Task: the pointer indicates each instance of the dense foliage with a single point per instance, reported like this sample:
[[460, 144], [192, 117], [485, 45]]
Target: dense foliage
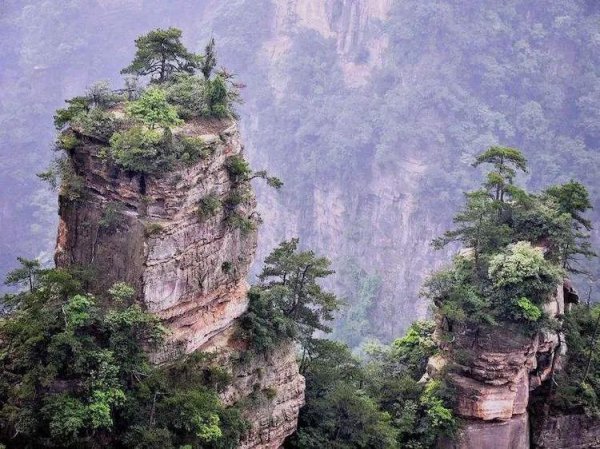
[[377, 403], [74, 373], [289, 303], [161, 55], [576, 388], [518, 246]]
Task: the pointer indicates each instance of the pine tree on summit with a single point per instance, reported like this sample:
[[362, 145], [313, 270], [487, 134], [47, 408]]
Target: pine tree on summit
[[161, 54]]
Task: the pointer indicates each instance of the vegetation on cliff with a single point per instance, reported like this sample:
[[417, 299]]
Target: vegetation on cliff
[[518, 247], [135, 124], [371, 403], [75, 373]]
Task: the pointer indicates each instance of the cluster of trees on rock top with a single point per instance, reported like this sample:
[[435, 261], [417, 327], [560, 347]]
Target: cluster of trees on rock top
[[520, 246], [85, 376], [135, 125], [74, 373]]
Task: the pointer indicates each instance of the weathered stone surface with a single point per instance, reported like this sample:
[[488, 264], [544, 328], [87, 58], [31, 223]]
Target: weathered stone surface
[[497, 367], [190, 272], [568, 432], [510, 434]]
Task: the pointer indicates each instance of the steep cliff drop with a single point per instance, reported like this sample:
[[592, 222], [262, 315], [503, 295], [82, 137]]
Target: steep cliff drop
[[495, 373], [188, 270]]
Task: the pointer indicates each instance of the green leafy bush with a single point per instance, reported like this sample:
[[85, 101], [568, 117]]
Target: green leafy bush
[[188, 94], [209, 206], [241, 222], [75, 371], [139, 150], [238, 168], [153, 110]]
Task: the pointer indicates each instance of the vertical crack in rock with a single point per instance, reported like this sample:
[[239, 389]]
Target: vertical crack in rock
[[158, 244]]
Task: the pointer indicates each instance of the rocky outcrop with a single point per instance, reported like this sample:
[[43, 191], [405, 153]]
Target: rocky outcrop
[[568, 432], [494, 369], [188, 270]]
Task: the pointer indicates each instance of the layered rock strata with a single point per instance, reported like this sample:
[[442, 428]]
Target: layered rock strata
[[188, 270], [495, 369]]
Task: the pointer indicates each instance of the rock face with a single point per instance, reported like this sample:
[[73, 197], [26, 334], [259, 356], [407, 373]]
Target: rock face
[[497, 369], [189, 271], [568, 432]]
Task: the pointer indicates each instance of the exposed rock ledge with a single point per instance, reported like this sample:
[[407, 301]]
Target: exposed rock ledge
[[497, 369], [190, 272]]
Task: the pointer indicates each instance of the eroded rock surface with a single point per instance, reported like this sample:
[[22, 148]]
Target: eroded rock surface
[[189, 271], [496, 368], [568, 432]]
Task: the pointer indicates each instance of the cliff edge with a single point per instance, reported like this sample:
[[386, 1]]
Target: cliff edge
[[187, 268]]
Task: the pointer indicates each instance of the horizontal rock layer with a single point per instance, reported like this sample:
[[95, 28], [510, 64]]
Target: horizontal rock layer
[[191, 272], [495, 370]]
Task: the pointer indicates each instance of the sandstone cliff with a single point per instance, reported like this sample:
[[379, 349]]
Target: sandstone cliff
[[494, 372], [189, 271]]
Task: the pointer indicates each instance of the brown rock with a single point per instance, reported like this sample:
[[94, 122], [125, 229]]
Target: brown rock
[[190, 272], [510, 434]]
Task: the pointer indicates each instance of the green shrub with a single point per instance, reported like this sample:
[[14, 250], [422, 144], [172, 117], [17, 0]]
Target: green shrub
[[238, 168], [151, 229], [96, 123], [188, 94], [226, 267], [84, 375], [76, 106], [62, 173], [240, 222], [209, 206], [153, 110], [139, 150], [525, 309], [191, 149]]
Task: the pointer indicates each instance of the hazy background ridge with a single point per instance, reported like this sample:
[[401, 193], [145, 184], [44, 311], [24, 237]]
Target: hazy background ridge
[[370, 111]]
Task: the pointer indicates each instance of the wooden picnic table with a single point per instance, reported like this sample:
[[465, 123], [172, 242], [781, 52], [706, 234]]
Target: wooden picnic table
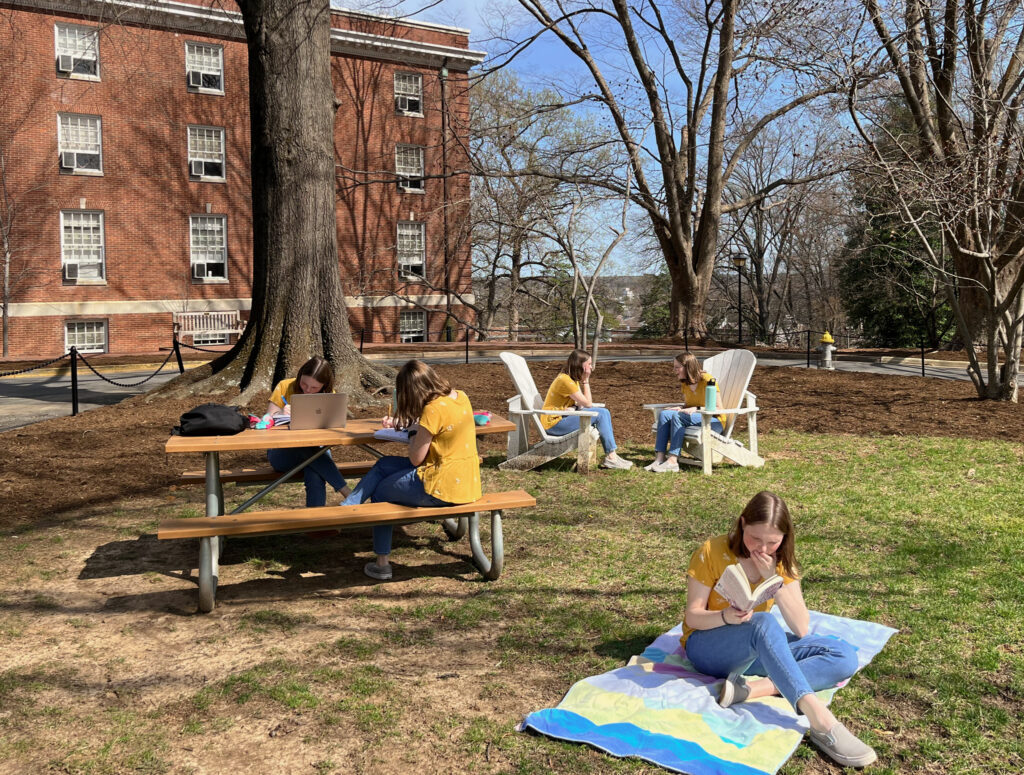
________________
> [Aim of the exercise]: Copy all of the material above verbatim, line for line, omitting the pictures.

> [The result]:
Task: the pointer indicates each instance of the dense foliage with a single point per instance, reported like this sample:
[[460, 144], [192, 117], [485, 45]]
Target: dense foliage
[[377, 403], [74, 373], [289, 303], [161, 55], [576, 388], [518, 246]]
Task: the pointer indicates each instance of the pine tree on summit with a single point per instance, reported like this sample:
[[362, 145], [313, 270], [487, 134], [47, 408]]
Target: pine tree on summit
[[161, 54]]
Task: the pointer indicates each instance of the vegetation on cliff with a single point per instance, reported like this sample:
[[417, 299]]
Target: vegetation on cliff
[[518, 247], [135, 124], [371, 403], [75, 373]]
Task: the pointer indicates each instance of the cluster of trees on rock top with a single point per instance, reported like this sample:
[[435, 261], [417, 327], [560, 347]]
Target: cluster of trees on rock top
[[520, 246], [85, 376], [135, 125], [74, 373]]
Task: the pointer indicates each instance of the weathered stone surface with a single point per instance, reported like this sample:
[[488, 264], [544, 328], [87, 58], [31, 223]]
Target: weathered stone surface
[[497, 367], [190, 272], [568, 432], [510, 434]]
Task: the pointer indicates each instance of the steep cliff drop with a single point per instance, reported like this sample:
[[592, 222], [262, 315], [503, 295], [82, 137]]
Target: steep cliff drop
[[495, 373], [188, 270]]
Task: the pointer indicates each instance of the green leafy bush with a single point per instance, reported like this sample:
[[85, 101], [568, 117]]
Target: green leafy bush
[[188, 94], [209, 206], [241, 222], [75, 371], [139, 150], [238, 168], [153, 110]]
Task: the pointer indicates each instance of the vertical crack in rock with a single point per instance, reported like this sample:
[[239, 389]]
Target: vertical crack in rock
[[158, 244]]
Task: the pointer indicates each instance of the rocky outcrop with a single point per instance, reported like this sample:
[[43, 191], [405, 153]]
Target: rocky outcrop
[[568, 432], [494, 369], [188, 270]]
Task: the pointer indicates each instance of the layered rock strata with a single point per instance, reported like this sample:
[[442, 428]]
Target: layered rock strata
[[188, 270], [495, 369]]
Task: the pointer indicates each instance of the rock face with a single point per instance, reported like this sample:
[[73, 197], [26, 334], [259, 356], [407, 373]]
Target: rock face
[[497, 369], [189, 271], [568, 432]]
Task: the pointer indicates each instance of the exposed rock ledge with a single point per instance, reported like this sample:
[[407, 301]]
Target: exposed rock ledge
[[497, 369], [190, 272]]
Task: the pointer indicates each instance of the eroded rock surface with a single point per instance, reported like this sample:
[[22, 148]]
Target: eroded rock surface
[[189, 271], [496, 368], [568, 432]]
Task: the pointer indicates each instance of the cliff edge with a single point per instance, reported like this sample:
[[386, 1]]
Target: cliff edge
[[187, 268]]
Task: the pointer indicates each instance of the horizontal rock layer with a single point per instance, reported like this sample:
[[95, 28], [510, 64]]
Target: horizontal rock layer
[[191, 272], [495, 370]]
Task: the pointer indicates each instance of the sandstone cliff with a single point per instance, reported like this sample:
[[379, 349]]
Target: sandstone cliff
[[494, 372], [189, 271]]
Task: the pointer indicates each instance of the brown rock with a single point per instance, reported like this sample:
[[94, 122], [125, 229]]
Target: brown rock
[[190, 272], [510, 434]]
Task: the pointer indicates each instance of the green shrub with a single point per instance, reported like this sample:
[[14, 250], [422, 144], [172, 117], [17, 0]]
Target: green shrub
[[238, 168], [151, 229], [96, 123], [188, 94], [226, 267], [84, 375], [76, 106], [62, 173], [240, 222], [209, 206], [153, 110], [139, 150], [525, 309], [191, 149]]
Task: the pointer indicates each instance of the hazy background ridge with a single point per instance, reported like this sample:
[[401, 193], [145, 184], [44, 311], [24, 237]]
Target: hazy background ridge
[[370, 111]]
Task: the pointer indicates each instance of the wooden picnic table with a single point per instance, reported like this sample:
[[465, 123], [172, 242], [781, 52], [706, 234]]
Target: wooden picnic table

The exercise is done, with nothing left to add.